§ Task goal
Only the stretch of the listing below that runs from the line with "positive clicks: (249, 273)" through the line with "negative clicks: (291, 320) (270, 338)" is to be printed, exactly and with both ends.
+++
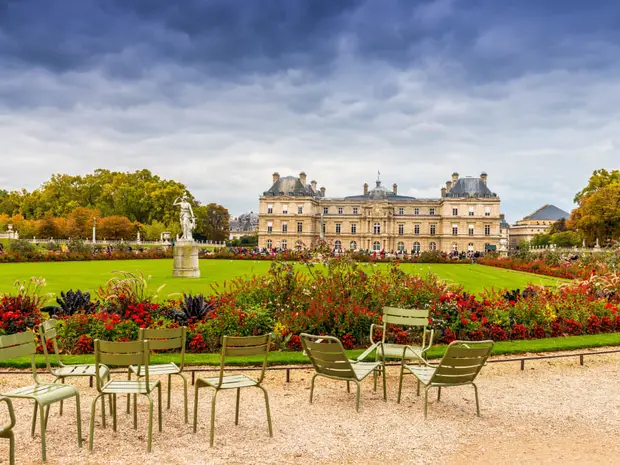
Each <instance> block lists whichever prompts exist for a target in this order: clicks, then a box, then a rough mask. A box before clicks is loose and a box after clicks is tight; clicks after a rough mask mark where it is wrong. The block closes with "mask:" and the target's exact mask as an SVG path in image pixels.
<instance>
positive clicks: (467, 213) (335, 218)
mask: <svg viewBox="0 0 620 465" xmlns="http://www.w3.org/2000/svg"><path fill="white" fill-rule="evenodd" d="M306 180H307V177H306V173H304V172H302V173H300V174H299V177H296V176H284V177H280V175H279V174H278V173H274V174H273V182H272V186H271V188H270V189H269V190H267V191H265V192H264V193H263V195H261V196H260V210H259V220H258V246H259V247H261V248H267V249H291V248H297V249H299V248H308V247H312V246H313V245H314V244H315V243H316V242H317V241H319V240H321V239H324V240H326V241H327V242H328V243H329V244H331V245H332V247H333V248H334V249H339V250H346V249H348V250H372V251H381V250H384V251H385V252H392V251H394V252H396V251H406V252H407V253H419V252H422V251H426V250H441V251H444V252H450V251H458V252H461V251H465V252H467V251H480V252H484V251H487V250H500V249H504V248H505V246H503V242H504V241H503V240H501V239H503V236H502V231H500V225H501V224H502V220H503V217H500V199H499V197H498V196H497V194H495V193H494V192H492V191H491V190H490V189H489V187H488V186H487V174H486V173H482V174H481V175H480V176H479V177H475V178H474V177H465V178H459V174H458V173H453V174H452V179H451V181H448V182H446V185H445V187H442V188H441V197H438V198H432V199H422V198H416V197H409V196H405V195H400V194H398V186H397V185H396V184H393V185H392V189H391V190H390V189H388V188H386V187H385V186H383V185H382V184H381V180H380V179H379V178H377V181H376V185H375V186H374V187H373V188H372V189H369V187H368V184H364V189H363V193H362V194H359V195H351V196H348V197H344V198H330V197H327V195H326V190H325V188H324V187H321V188H320V189H317V183H316V181H311V182H310V183H307V181H306Z"/></svg>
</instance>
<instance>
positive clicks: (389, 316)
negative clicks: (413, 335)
mask: <svg viewBox="0 0 620 465" xmlns="http://www.w3.org/2000/svg"><path fill="white" fill-rule="evenodd" d="M428 315H429V310H422V309H417V308H395V307H383V336H382V339H381V342H385V335H386V333H387V331H386V330H387V325H398V326H413V327H417V328H422V345H424V342H425V340H426V327H427V326H428Z"/></svg>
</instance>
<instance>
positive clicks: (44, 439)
mask: <svg viewBox="0 0 620 465" xmlns="http://www.w3.org/2000/svg"><path fill="white" fill-rule="evenodd" d="M39 421H40V422H41V425H39V426H40V428H41V460H42V461H43V462H47V454H46V452H45V408H44V407H43V406H42V405H41V404H39Z"/></svg>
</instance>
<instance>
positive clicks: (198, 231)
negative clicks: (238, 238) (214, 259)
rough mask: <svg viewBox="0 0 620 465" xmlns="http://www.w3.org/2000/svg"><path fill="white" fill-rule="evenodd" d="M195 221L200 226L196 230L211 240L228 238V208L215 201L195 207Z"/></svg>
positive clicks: (225, 239) (228, 220)
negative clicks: (202, 206) (197, 230)
mask: <svg viewBox="0 0 620 465" xmlns="http://www.w3.org/2000/svg"><path fill="white" fill-rule="evenodd" d="M196 211H197V212H196V216H197V223H198V221H199V223H198V224H200V226H202V227H201V228H200V230H199V231H198V232H200V233H202V234H203V235H204V236H206V237H207V239H209V240H212V241H224V240H226V239H228V234H229V220H230V215H229V214H228V209H226V208H224V207H222V206H221V205H218V204H216V203H210V204H209V205H207V206H205V207H199V208H196Z"/></svg>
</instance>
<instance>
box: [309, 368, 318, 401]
mask: <svg viewBox="0 0 620 465" xmlns="http://www.w3.org/2000/svg"><path fill="white" fill-rule="evenodd" d="M316 376H317V375H316V374H314V375H313V376H312V382H311V383H310V403H312V394H314V380H315V379H316Z"/></svg>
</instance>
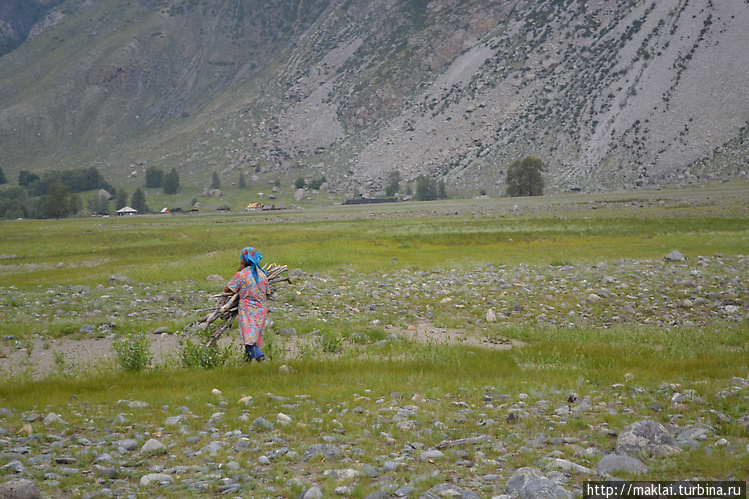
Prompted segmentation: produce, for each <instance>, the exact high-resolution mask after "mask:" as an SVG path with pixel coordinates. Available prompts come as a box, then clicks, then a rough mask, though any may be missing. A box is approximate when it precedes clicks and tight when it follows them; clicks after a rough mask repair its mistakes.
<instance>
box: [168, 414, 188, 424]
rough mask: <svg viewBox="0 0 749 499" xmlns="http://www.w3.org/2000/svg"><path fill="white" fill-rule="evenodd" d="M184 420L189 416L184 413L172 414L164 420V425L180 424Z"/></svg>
mask: <svg viewBox="0 0 749 499" xmlns="http://www.w3.org/2000/svg"><path fill="white" fill-rule="evenodd" d="M183 421H187V418H186V417H185V416H184V415H182V414H180V415H178V416H170V417H168V418H166V420H165V421H164V426H178V425H179V424H180V423H181V422H183Z"/></svg>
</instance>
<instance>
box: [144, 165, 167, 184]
mask: <svg viewBox="0 0 749 499" xmlns="http://www.w3.org/2000/svg"><path fill="white" fill-rule="evenodd" d="M162 185H164V170H162V169H161V168H159V167H158V166H149V167H148V168H146V187H156V188H158V187H161V186H162Z"/></svg>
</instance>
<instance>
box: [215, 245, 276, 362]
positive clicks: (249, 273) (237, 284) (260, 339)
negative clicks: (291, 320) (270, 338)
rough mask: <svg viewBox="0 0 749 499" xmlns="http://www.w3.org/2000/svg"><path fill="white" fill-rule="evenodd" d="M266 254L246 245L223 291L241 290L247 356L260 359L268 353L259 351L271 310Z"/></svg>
mask: <svg viewBox="0 0 749 499" xmlns="http://www.w3.org/2000/svg"><path fill="white" fill-rule="evenodd" d="M262 258H263V255H261V254H260V252H259V251H258V250H256V249H255V248H252V247H249V246H248V247H246V248H245V249H243V250H242V252H241V253H240V255H239V261H240V264H239V270H238V271H237V273H236V274H234V277H233V278H232V280H231V281H229V284H227V285H226V288H225V289H224V291H225V292H226V293H238V294H239V308H238V311H237V312H238V313H237V319H238V321H239V334H241V335H242V342H243V343H244V349H245V359H246V360H247V361H252V360H257V361H258V362H261V361H262V360H263V359H264V358H265V355H264V354H263V352H261V351H260V346H261V344H262V342H263V332H264V331H265V317H266V315H267V314H268V309H267V300H268V277H267V276H266V275H265V272H264V271H263V269H261V268H260V260H262Z"/></svg>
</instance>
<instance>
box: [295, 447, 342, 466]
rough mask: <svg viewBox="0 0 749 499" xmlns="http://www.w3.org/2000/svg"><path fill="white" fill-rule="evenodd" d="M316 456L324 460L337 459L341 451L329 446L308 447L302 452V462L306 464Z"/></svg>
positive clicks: (340, 453)
mask: <svg viewBox="0 0 749 499" xmlns="http://www.w3.org/2000/svg"><path fill="white" fill-rule="evenodd" d="M318 455H322V456H323V457H324V458H325V459H338V458H339V457H340V455H341V449H339V448H338V447H337V446H335V445H330V444H314V445H310V446H309V447H308V448H307V450H306V451H304V454H302V461H304V462H307V461H309V460H310V459H312V458H313V457H315V456H318Z"/></svg>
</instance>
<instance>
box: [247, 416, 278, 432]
mask: <svg viewBox="0 0 749 499" xmlns="http://www.w3.org/2000/svg"><path fill="white" fill-rule="evenodd" d="M252 426H254V427H255V428H257V429H258V430H261V431H273V430H274V429H275V428H276V427H275V426H274V425H273V423H271V422H270V421H268V420H267V419H265V418H263V417H259V418H256V419H255V421H253V422H252Z"/></svg>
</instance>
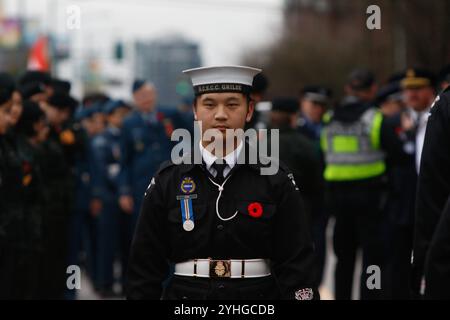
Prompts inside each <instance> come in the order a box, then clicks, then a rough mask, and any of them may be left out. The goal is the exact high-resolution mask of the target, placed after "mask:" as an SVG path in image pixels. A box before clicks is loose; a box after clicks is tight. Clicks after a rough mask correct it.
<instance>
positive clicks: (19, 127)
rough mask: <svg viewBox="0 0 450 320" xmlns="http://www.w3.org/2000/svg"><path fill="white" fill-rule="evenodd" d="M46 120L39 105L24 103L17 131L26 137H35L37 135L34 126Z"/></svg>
mask: <svg viewBox="0 0 450 320" xmlns="http://www.w3.org/2000/svg"><path fill="white" fill-rule="evenodd" d="M44 118H45V113H44V112H43V111H42V110H41V108H40V107H39V105H38V104H37V103H35V102H33V101H29V100H26V101H24V102H23V111H22V115H21V116H20V119H19V121H18V122H17V124H16V130H17V132H18V133H21V134H23V135H24V136H26V137H33V136H35V135H36V134H37V132H36V131H35V130H34V125H35V124H36V123H37V122H38V121H40V120H41V119H44Z"/></svg>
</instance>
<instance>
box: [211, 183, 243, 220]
mask: <svg viewBox="0 0 450 320" xmlns="http://www.w3.org/2000/svg"><path fill="white" fill-rule="evenodd" d="M230 177H231V175H228V178H226V179H225V181H224V182H223V183H222V185H220V184H218V183H216V182H214V181H213V180H212V179H211V178H210V177H208V179H209V180H210V181H211V182H212V183H213V184H214V185H215V186H216V187H217V188H218V189H219V195H218V196H217V199H216V214H217V217H218V218H219V219H220V220H222V221H229V220H231V219H233V218H234V217H236V215H237V213H238V210H236V212H235V213H234V214H233V215H232V216H231V217H229V218H222V216H221V215H220V213H219V200H220V197H221V196H222V191H223V186H224V185H225V183H227V181H228V179H230Z"/></svg>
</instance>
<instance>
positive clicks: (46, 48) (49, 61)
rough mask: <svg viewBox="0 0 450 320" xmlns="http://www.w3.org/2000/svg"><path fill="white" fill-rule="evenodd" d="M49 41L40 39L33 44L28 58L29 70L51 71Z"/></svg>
mask: <svg viewBox="0 0 450 320" xmlns="http://www.w3.org/2000/svg"><path fill="white" fill-rule="evenodd" d="M48 51H49V50H48V39H47V37H46V36H41V37H39V38H38V39H37V40H36V42H35V43H34V44H33V46H32V47H31V50H30V55H29V57H28V67H27V69H28V70H39V71H50V58H49V56H48Z"/></svg>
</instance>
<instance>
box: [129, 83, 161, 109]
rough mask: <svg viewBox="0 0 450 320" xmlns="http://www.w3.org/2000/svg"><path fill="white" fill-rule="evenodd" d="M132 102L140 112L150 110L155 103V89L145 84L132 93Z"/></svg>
mask: <svg viewBox="0 0 450 320" xmlns="http://www.w3.org/2000/svg"><path fill="white" fill-rule="evenodd" d="M133 97H134V102H135V103H136V106H137V107H138V108H139V110H140V111H141V112H152V111H153V110H154V109H155V104H156V90H155V88H154V87H153V86H152V85H150V84H145V85H143V86H142V88H140V89H139V90H137V91H136V92H135V93H134V94H133Z"/></svg>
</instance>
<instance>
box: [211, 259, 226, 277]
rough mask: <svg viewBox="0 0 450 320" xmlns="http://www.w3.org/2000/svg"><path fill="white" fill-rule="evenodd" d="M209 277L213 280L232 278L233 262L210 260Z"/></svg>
mask: <svg viewBox="0 0 450 320" xmlns="http://www.w3.org/2000/svg"><path fill="white" fill-rule="evenodd" d="M209 276H210V277H211V278H230V277H231V260H212V259H211V260H209Z"/></svg>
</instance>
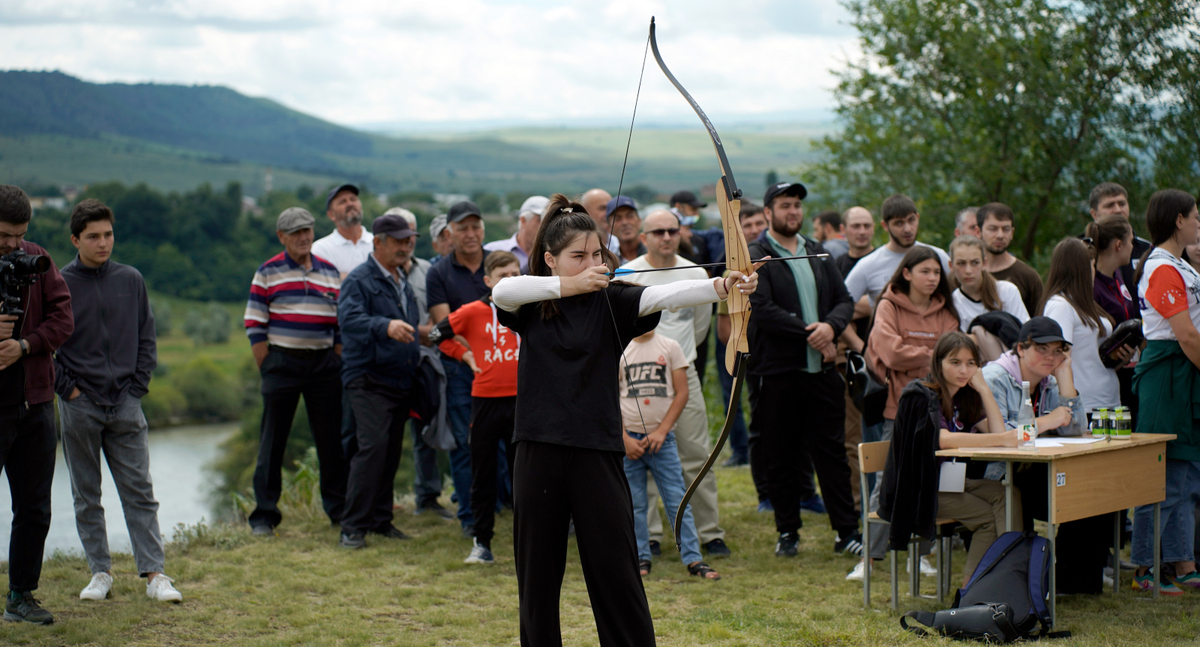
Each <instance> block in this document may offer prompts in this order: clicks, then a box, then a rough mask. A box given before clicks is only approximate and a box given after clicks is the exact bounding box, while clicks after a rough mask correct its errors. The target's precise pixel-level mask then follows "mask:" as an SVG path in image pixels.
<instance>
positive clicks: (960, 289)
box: [953, 281, 1030, 333]
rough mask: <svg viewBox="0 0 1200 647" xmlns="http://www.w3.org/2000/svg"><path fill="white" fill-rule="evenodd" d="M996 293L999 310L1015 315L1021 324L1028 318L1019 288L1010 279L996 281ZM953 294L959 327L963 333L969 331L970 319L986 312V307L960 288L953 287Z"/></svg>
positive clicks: (970, 324)
mask: <svg viewBox="0 0 1200 647" xmlns="http://www.w3.org/2000/svg"><path fill="white" fill-rule="evenodd" d="M996 293H997V294H998V295H1000V308H1001V310H1003V311H1004V312H1008V313H1009V314H1012V316H1013V317H1016V320H1019V322H1021V323H1022V324H1024V323H1025V322H1027V320H1030V311H1027V310H1025V302H1024V301H1021V290H1019V289H1016V286H1014V284H1013V283H1012V282H1010V281H996ZM953 296H954V308H955V310H958V311H959V328H960V329H961V330H962V331H964V333H970V330H967V328H968V327H970V325H971V320H972V319H974V318H976V317H978V316H980V314H983V313H984V312H988V308H986V307H984V306H983V302H982V301H976V300H974V299H972V298H970V296H967V295H966V294H962V288H958V289H955V290H954V294H953Z"/></svg>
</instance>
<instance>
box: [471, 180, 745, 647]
mask: <svg viewBox="0 0 1200 647" xmlns="http://www.w3.org/2000/svg"><path fill="white" fill-rule="evenodd" d="M616 269H617V259H616V258H614V257H613V254H612V253H611V252H608V251H607V248H605V247H604V241H602V240H601V236H600V233H599V229H598V227H596V223H595V221H594V220H592V217H590V216H588V214H587V211H586V209H584V208H583V205H582V204H580V203H575V202H570V200H569V199H568V198H566V197H565V196H563V194H554V196H551V199H550V204H548V206H547V208H546V215H545V216H544V217H542V222H541V227H540V228H539V229H538V236H536V238H535V239H534V244H533V250H532V253H530V254H529V275H527V276H514V277H509V278H504V280H502V281H499V282H498V283H497V284H496V287H494V288H493V289H492V300H493V302H494V304H496V305H497V307H498V311H497V317H498V323H499V324H502V325H505V327H508V328H509V329H511V330H512V331H515V333H517V334H520V335H521V339H522V346H521V358H520V360H518V365H517V396H516V397H517V401H516V432H515V435H514V442H515V443H516V455H515V463H514V469H512V477H514V479H512V491H514V517H512V526H514V545H515V552H516V573H517V591H518V595H520V605H521V611H520V613H521V645H523V646H527V647H528V646H533V647H536V646H544V645H547V646H558V645H562V643H563V639H562V631H560V627H559V598H560V593H562V585H563V573H564V569H565V568H566V546H568V526H569V523H570V520H571V519H574V520H575V531H576V541H577V544H578V549H580V564H581V565H582V569H583V577H584V580H586V582H587V587H588V595H589V598H590V600H592V610H593V612H594V616H595V623H596V629H598V634H599V636H598V637H599V642H600V645H602V646H610V645H612V646H616V645H630V646H646V645H654V623H653V619H652V618H650V610H649V605H648V603H647V599H646V591H644V588H643V587H642V579H641V576H640V575H638V570H637V541H636V535H635V531H634V508H632V498H631V495H630V489H629V481H628V480H626V478H625V468H624V456H625V443H624V441H623V439H622V436H623V432H622V426H623V425H622V414H620V403H619V400H620V397H619V388H618V371H619V370H622V366H623V361H622V349H623V348H624V347H625V346H626V343H628V342H629V341H630V340H631V339H634V337H636V336H640V335H642V334H644V333H647V331H649V330H653V329H654V327H655V325H656V324H658V322H659V312H660V311H662V310H668V308H670V310H679V308H684V307H694V306H698V305H702V304H712V302H715V301H719V300H724V299H726V298H727V296H728V293H730V290H731V289H738V290H742V293H743V294H751V293H754V290H755V288H756V287H757V280H758V276H757V274H751V275H750V276H749V277H743V276H742V274H740V272H736V271H734V272H731V275H730V276H728V277H726V278H698V280H691V281H678V282H673V283H668V284H665V286H649V287H643V286H634V284H630V283H625V282H622V281H610V277H608V272H611V271H613V270H616Z"/></svg>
+++
§ Your response
positive clicks: (249, 273) (237, 284) (260, 339)
negative clicks: (291, 320) (270, 338)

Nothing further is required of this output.